Problem to solve
Exactly the lines from the one containing "Target: the shirt cuff" through the final line of the data are to be written out again, with nothing added.

————————

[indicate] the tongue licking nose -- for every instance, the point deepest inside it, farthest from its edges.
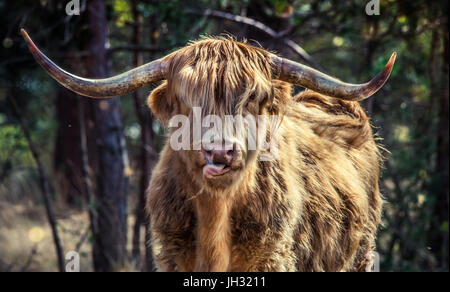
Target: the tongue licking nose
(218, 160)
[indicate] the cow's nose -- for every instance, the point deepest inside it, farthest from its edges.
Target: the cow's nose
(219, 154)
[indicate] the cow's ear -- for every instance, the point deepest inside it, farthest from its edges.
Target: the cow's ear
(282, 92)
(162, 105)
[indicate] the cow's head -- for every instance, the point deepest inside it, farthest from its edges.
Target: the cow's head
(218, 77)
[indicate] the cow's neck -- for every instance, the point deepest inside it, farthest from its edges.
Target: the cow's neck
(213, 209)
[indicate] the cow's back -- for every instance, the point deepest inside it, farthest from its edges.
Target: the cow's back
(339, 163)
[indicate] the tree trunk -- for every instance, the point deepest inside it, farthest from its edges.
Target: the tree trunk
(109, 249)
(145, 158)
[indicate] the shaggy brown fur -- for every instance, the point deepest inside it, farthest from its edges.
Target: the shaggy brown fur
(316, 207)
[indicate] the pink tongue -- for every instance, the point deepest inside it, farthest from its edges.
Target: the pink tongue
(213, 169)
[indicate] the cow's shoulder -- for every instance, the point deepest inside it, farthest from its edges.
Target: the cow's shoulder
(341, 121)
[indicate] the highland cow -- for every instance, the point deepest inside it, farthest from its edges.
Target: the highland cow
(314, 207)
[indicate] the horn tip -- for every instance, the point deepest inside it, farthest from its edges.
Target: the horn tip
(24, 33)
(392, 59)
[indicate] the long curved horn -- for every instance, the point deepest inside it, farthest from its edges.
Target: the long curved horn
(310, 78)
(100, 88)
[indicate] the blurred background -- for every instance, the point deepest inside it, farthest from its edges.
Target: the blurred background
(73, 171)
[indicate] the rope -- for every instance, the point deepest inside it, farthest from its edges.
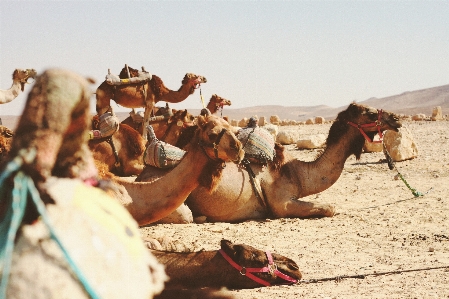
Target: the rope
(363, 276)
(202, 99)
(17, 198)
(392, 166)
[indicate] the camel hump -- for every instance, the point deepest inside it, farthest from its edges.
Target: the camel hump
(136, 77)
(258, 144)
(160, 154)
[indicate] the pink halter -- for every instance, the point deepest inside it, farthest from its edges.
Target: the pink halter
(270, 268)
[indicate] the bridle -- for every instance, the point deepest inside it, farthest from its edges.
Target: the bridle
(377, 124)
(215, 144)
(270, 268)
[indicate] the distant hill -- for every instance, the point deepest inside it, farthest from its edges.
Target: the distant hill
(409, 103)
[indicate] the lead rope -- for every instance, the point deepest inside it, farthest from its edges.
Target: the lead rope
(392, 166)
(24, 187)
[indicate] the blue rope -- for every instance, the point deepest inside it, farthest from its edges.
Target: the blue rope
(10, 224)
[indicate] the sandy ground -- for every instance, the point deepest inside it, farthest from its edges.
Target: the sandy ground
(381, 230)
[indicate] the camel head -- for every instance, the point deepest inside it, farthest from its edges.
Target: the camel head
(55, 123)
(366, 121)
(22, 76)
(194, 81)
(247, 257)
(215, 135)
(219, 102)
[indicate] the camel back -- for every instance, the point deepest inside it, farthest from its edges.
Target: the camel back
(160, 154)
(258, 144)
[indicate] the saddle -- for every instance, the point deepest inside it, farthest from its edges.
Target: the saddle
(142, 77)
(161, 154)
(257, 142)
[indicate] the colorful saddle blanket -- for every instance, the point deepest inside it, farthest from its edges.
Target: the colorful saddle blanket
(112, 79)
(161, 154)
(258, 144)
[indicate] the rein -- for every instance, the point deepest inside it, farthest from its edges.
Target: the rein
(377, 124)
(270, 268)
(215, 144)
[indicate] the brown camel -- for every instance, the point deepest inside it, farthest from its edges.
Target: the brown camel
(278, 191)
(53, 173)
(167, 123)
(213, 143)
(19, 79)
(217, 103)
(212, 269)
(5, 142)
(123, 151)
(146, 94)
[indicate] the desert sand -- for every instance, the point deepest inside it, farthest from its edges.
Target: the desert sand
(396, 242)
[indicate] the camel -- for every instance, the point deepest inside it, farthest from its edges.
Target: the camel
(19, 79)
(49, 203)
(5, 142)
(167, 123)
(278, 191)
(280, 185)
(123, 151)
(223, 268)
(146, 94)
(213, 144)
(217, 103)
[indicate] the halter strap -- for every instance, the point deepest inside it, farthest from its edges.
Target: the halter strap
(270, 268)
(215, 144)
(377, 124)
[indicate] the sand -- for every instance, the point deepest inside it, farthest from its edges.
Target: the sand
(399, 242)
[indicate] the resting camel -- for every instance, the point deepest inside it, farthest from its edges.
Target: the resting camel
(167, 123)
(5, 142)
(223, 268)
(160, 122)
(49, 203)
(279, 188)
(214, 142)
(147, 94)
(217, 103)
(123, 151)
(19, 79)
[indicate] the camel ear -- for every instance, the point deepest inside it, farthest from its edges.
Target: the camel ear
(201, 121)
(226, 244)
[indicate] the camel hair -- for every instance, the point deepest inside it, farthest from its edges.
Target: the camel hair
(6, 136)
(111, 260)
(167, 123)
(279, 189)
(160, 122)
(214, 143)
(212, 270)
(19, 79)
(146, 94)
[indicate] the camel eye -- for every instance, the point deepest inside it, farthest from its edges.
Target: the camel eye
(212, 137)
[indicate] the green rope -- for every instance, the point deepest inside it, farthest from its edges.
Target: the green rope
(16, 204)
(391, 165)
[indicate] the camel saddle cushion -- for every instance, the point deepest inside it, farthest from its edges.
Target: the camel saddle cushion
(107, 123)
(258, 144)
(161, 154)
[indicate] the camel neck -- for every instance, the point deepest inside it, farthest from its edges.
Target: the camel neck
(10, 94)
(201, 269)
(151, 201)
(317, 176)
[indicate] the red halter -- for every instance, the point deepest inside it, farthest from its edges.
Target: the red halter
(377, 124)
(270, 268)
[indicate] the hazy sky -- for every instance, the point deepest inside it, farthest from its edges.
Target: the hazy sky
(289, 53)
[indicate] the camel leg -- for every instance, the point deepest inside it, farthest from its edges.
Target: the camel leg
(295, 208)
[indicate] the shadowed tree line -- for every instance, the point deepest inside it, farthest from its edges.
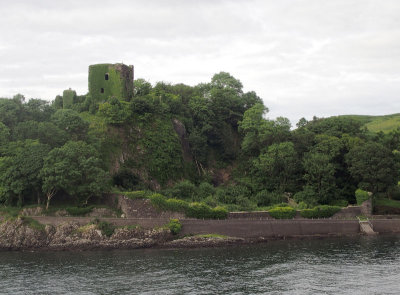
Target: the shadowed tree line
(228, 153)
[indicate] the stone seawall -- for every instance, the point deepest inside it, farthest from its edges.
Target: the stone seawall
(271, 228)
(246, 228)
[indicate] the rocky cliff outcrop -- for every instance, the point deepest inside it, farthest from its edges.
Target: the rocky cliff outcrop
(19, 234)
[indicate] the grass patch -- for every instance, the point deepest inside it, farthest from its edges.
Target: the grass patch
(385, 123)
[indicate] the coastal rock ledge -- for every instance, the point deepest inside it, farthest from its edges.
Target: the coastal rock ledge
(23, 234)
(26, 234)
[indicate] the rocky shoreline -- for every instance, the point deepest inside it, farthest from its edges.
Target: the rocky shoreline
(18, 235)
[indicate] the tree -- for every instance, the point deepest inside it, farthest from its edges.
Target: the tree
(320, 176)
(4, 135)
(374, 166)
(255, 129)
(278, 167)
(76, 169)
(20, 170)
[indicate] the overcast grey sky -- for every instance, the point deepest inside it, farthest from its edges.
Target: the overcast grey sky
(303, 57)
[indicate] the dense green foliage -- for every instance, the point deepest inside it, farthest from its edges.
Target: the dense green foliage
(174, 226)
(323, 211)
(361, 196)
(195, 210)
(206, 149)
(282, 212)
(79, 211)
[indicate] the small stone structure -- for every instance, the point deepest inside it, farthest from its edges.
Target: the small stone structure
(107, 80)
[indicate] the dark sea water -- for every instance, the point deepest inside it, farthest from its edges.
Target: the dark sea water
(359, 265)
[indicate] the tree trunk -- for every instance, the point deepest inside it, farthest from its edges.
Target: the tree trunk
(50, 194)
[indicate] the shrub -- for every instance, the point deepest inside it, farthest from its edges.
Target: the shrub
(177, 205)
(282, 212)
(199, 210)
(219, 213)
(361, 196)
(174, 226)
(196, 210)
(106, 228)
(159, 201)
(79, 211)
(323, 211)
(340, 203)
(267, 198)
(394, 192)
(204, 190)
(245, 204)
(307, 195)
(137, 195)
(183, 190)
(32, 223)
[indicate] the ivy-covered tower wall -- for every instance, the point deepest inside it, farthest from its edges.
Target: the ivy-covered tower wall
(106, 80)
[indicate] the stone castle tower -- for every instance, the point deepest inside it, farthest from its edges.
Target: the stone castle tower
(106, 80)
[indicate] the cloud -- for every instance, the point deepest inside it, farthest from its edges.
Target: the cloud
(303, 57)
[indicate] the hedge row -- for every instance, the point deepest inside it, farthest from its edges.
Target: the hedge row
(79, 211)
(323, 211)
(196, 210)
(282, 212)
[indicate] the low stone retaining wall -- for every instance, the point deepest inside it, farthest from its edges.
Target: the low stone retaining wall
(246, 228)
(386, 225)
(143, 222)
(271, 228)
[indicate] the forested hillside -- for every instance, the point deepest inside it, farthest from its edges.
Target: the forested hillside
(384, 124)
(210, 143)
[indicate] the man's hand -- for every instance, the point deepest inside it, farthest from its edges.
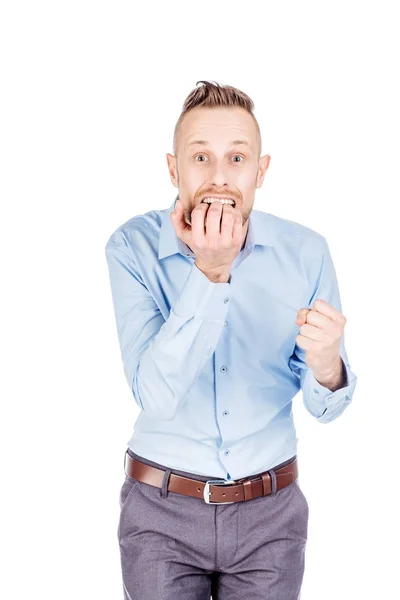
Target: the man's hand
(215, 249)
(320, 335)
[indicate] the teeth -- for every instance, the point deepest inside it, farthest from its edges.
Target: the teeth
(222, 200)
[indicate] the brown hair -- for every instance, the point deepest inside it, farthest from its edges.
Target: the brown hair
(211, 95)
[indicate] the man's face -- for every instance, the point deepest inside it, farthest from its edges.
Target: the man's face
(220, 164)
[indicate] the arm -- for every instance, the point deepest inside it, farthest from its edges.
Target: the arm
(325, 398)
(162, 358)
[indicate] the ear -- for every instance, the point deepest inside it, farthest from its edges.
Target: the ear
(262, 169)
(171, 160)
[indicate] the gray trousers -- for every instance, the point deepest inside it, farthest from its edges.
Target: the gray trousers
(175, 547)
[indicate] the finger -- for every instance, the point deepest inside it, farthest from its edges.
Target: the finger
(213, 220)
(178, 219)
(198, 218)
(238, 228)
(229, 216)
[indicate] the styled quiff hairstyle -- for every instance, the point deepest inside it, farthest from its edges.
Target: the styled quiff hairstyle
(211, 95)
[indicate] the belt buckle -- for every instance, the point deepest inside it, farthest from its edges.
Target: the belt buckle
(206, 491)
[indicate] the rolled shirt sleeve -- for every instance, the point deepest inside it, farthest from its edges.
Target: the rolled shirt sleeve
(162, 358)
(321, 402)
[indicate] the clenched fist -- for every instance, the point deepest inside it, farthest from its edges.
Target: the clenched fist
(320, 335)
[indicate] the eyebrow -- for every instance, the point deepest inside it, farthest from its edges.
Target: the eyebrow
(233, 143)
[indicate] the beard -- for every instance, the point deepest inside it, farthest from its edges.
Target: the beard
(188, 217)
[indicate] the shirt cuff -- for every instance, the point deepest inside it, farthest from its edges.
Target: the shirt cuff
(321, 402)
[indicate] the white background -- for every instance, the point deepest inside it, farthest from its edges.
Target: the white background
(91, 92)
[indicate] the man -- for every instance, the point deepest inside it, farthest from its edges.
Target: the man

————————

Solution to the exercise
Target: the shirt cuff
(321, 402)
[indicate] the white background -- for every instance, the point deepest inside it, farthest from its edges.
Target: the white background
(91, 92)
[indicate] the man -- for every instance, the point deepest inside it, farthest from its edges.
Target: the man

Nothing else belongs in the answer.